(Problem to solve) Count the lines in the records below that contain the string "window". Give only the number.
>> begin
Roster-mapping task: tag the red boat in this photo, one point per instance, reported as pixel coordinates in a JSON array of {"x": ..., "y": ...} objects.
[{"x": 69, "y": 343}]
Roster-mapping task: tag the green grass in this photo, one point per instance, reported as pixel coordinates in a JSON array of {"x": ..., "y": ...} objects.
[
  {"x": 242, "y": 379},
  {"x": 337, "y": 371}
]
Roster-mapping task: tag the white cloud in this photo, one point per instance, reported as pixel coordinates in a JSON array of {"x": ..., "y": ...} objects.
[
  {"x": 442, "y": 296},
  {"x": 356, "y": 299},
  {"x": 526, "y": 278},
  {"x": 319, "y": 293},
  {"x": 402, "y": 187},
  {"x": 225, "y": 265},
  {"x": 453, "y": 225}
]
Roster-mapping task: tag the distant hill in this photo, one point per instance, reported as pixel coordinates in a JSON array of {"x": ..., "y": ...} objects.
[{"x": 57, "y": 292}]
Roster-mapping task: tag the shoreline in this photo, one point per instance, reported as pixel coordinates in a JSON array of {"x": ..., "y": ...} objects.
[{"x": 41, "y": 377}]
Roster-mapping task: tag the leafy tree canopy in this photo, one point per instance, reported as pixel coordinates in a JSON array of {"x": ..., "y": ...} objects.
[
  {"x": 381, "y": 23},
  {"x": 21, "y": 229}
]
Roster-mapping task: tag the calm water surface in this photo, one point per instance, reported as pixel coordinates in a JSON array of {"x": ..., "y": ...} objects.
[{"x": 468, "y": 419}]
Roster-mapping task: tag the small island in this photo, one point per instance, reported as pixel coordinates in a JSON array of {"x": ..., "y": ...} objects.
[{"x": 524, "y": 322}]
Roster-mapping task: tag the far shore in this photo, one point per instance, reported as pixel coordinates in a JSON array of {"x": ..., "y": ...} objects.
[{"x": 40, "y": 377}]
>> end
>> begin
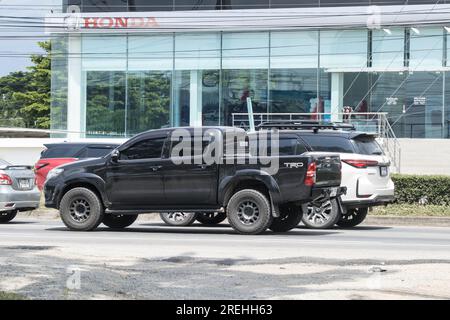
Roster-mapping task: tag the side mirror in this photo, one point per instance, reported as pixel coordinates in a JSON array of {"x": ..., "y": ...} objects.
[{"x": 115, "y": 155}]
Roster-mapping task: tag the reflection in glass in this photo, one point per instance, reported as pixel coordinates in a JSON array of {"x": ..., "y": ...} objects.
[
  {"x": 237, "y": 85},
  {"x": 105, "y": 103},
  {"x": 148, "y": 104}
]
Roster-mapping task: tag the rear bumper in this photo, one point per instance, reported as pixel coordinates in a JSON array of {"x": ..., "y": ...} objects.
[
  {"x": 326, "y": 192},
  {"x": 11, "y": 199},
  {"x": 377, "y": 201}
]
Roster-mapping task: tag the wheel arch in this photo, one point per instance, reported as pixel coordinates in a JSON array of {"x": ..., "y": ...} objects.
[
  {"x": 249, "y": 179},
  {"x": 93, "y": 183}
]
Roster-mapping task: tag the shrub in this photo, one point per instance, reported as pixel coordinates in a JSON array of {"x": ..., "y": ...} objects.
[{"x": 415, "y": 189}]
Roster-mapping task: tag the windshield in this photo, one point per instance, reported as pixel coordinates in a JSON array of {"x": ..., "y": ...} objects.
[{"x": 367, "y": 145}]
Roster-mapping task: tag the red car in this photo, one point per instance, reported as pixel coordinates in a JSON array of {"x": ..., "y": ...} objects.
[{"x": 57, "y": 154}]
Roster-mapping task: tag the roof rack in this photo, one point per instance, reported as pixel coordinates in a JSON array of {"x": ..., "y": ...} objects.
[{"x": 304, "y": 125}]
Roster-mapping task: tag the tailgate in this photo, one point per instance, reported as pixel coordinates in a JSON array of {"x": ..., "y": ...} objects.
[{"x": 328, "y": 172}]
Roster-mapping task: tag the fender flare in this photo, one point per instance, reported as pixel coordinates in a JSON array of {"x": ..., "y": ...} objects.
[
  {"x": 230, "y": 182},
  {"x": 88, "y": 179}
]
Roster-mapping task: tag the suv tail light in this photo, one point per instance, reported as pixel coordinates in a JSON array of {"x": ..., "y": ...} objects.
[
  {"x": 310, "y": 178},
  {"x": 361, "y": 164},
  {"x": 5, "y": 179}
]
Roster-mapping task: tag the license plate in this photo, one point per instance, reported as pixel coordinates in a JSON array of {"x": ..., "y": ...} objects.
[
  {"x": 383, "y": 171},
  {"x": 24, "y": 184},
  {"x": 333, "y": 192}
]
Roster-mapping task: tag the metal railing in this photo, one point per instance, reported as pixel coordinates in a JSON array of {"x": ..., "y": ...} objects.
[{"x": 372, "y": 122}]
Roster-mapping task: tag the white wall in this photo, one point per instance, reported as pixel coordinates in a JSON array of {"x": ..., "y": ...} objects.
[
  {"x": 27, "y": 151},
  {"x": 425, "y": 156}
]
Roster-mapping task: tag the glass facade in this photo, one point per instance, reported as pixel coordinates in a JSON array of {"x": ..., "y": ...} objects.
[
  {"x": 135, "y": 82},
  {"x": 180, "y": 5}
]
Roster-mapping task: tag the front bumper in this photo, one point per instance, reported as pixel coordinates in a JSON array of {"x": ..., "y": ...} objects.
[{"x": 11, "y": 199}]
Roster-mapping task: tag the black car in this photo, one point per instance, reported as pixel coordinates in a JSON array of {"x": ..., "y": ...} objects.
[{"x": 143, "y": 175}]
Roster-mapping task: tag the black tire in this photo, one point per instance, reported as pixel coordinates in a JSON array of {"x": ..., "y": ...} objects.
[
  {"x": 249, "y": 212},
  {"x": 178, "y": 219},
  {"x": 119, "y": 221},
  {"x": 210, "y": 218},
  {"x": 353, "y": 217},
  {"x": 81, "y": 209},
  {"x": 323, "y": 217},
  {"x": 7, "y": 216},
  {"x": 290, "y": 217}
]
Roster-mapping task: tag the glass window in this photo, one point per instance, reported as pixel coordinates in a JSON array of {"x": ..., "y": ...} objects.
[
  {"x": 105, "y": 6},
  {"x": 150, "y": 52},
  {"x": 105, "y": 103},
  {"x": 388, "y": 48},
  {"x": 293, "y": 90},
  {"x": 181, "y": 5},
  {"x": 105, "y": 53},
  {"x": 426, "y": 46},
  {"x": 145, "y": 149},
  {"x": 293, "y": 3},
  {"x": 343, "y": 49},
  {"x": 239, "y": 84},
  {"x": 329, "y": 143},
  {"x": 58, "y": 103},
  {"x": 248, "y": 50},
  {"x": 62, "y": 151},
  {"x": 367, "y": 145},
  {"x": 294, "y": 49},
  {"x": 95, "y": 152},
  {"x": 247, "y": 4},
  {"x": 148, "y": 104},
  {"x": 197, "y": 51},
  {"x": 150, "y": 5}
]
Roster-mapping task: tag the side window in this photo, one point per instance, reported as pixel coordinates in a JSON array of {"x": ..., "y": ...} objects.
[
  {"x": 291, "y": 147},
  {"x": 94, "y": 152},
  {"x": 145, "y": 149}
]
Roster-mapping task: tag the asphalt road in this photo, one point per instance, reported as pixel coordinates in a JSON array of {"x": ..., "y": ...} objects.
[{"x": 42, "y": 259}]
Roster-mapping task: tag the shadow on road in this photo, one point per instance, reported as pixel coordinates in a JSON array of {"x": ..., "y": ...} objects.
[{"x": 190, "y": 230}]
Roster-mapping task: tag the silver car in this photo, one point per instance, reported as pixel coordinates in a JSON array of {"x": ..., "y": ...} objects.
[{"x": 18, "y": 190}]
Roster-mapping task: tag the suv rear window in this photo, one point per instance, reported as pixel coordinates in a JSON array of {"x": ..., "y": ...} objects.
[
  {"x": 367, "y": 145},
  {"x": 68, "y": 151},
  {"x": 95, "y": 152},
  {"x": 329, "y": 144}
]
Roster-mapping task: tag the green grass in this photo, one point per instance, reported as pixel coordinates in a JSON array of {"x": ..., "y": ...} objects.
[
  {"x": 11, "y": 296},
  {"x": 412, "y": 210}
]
>> end
(Answer for this exercise) 3